## START

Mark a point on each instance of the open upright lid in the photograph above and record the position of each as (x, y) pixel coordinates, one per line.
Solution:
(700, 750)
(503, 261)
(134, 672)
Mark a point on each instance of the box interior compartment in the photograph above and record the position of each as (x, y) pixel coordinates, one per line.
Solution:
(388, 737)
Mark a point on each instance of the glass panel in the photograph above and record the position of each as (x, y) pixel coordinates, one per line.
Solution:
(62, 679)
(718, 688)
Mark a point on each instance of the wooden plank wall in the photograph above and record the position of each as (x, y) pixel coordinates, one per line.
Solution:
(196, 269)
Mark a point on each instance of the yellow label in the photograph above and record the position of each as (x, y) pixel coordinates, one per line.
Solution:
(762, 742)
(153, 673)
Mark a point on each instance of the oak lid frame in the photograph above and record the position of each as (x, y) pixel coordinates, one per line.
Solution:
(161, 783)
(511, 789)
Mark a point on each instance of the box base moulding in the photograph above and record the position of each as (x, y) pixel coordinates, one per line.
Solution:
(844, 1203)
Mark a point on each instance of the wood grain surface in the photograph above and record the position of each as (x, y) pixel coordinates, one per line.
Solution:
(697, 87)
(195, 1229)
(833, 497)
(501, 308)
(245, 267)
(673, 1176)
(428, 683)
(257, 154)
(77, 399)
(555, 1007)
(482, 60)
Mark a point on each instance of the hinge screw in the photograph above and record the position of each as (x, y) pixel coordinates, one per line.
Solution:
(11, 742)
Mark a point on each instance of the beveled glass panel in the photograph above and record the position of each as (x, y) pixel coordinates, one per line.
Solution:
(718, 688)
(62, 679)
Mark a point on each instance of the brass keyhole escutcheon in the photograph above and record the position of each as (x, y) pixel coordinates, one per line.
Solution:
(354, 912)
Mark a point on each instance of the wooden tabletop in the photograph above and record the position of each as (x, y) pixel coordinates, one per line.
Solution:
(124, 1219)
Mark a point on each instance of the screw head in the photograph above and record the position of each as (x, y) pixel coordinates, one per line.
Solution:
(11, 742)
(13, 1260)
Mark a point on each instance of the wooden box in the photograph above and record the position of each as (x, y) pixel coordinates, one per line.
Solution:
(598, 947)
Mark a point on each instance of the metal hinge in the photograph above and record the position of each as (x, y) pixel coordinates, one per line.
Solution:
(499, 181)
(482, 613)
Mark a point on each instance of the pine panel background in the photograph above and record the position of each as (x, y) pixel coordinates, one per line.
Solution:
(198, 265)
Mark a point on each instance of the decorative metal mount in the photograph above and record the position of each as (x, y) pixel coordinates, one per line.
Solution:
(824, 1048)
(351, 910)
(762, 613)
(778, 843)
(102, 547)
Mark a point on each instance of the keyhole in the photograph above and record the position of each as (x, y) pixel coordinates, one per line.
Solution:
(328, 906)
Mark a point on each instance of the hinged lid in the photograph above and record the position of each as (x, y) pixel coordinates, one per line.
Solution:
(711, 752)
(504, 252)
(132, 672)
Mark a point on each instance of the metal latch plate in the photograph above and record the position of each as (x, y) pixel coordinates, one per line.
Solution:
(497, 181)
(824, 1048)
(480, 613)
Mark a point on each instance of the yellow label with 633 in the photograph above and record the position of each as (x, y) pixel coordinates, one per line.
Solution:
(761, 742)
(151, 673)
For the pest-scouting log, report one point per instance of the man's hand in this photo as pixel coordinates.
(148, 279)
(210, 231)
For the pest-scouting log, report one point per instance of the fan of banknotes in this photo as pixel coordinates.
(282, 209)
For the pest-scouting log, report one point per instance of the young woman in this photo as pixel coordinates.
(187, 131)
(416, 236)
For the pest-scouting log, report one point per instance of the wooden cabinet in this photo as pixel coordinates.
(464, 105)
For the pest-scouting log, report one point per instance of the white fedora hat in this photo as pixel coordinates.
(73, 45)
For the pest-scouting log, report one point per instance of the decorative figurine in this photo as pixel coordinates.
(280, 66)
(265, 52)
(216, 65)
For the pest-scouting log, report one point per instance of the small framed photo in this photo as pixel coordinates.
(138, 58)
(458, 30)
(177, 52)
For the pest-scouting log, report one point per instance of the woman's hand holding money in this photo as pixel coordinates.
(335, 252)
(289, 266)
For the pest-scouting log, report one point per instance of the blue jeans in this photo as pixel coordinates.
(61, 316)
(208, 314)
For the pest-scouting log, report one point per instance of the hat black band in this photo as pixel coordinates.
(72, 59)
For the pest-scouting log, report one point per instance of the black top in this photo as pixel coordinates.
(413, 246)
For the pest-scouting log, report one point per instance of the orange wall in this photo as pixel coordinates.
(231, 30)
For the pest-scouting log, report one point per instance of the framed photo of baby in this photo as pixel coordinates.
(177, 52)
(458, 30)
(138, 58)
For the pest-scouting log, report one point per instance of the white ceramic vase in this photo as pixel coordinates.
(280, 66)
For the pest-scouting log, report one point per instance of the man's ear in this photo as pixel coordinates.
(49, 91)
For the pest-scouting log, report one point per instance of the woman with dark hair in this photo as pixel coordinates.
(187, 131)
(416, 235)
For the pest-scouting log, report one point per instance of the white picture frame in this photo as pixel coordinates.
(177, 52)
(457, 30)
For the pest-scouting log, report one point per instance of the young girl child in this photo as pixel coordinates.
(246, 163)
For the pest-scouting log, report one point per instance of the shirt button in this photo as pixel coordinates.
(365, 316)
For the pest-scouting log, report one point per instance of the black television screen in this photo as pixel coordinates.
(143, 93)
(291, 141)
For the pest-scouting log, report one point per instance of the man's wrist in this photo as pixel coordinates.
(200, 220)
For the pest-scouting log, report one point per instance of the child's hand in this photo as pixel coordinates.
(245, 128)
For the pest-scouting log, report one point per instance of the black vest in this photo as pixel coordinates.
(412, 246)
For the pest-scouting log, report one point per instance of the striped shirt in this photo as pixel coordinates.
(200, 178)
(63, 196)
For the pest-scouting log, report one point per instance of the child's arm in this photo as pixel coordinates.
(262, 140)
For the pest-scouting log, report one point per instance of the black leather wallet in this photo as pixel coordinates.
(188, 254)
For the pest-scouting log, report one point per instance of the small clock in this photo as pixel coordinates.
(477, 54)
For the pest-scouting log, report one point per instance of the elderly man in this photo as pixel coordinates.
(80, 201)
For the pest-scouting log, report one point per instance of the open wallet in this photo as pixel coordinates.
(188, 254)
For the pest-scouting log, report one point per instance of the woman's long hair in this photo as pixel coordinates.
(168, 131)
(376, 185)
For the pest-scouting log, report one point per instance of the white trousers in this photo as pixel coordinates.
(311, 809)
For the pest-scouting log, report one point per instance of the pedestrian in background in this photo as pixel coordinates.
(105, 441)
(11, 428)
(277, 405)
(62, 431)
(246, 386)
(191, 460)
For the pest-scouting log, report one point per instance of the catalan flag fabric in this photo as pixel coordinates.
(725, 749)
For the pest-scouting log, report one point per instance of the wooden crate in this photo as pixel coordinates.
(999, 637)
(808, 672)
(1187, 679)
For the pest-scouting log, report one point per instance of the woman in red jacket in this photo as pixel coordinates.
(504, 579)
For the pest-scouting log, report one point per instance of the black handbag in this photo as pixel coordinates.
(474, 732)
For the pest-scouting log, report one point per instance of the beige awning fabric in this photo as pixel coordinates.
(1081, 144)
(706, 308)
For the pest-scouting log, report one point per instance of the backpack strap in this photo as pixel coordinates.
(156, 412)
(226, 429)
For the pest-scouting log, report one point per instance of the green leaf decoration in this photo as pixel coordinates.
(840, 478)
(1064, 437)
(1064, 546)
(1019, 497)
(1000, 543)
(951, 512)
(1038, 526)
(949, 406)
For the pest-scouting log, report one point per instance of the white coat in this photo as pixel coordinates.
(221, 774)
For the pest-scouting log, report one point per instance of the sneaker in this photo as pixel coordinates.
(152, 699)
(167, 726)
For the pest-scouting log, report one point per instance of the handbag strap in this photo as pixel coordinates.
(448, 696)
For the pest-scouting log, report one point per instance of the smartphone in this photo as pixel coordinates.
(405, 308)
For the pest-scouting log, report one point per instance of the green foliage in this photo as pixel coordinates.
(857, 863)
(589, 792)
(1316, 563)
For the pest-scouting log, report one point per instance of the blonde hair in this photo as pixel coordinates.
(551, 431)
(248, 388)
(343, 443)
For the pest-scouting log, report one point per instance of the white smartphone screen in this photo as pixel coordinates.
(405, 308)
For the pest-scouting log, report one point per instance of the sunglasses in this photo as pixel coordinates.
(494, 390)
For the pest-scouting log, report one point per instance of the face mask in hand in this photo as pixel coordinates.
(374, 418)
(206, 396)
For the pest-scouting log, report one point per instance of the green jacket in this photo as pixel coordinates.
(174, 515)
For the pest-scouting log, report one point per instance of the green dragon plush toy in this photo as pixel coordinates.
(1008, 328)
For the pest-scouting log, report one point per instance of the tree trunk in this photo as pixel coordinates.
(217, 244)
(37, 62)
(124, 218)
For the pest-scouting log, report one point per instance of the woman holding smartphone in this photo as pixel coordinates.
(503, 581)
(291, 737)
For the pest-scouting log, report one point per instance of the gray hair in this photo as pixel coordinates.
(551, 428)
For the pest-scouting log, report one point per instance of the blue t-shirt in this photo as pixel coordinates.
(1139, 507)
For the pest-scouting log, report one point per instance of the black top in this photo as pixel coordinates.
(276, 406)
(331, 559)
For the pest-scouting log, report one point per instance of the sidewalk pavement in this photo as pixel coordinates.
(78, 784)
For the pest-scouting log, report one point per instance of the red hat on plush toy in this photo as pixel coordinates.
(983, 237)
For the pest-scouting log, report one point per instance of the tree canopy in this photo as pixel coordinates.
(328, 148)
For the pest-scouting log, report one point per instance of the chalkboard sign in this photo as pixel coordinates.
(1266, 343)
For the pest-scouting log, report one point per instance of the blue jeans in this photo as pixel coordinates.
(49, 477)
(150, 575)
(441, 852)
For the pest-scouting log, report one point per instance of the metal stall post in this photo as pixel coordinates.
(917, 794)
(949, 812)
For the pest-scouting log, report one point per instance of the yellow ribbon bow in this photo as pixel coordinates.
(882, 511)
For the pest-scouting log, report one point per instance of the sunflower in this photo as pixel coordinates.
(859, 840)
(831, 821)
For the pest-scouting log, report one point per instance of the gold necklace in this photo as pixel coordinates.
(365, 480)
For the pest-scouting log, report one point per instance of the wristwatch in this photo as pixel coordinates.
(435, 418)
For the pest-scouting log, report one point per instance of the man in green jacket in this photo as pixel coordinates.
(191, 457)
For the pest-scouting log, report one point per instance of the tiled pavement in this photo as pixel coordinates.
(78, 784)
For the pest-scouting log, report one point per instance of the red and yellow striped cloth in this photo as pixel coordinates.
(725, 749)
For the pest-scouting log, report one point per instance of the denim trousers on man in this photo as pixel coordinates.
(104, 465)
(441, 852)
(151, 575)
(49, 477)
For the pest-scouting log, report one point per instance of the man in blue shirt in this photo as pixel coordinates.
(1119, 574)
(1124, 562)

## END

Give back, exactly as written, the lines from the one with "wristwatch in this photo as pixel coordinates." to the last line.

▸ Final answer
For the pest-scouting log, report one point per instance of the wristwatch in this photo as pixel coordinates.
(435, 418)
For the pest-scouting log, report one point per instance of the man in green jacket in this photo as pixel coordinates.
(191, 457)
For the pest-scouting log, report one point per instance of the tiled pavement in this photo as pixel coordinates.
(78, 784)
For the pest-scouting log, report one point per instance of the red and yellow striped cloth in this photo as pixel coordinates.
(725, 749)
For the pest-scouting log, report one point per instance of the denim trousers on man in this photo as pixel coordinates.
(104, 465)
(441, 852)
(151, 575)
(49, 477)
For the pest-scouting log, report one point per instance of the man in blue shirt in this photo as pixel coordinates.
(1119, 574)
(1124, 562)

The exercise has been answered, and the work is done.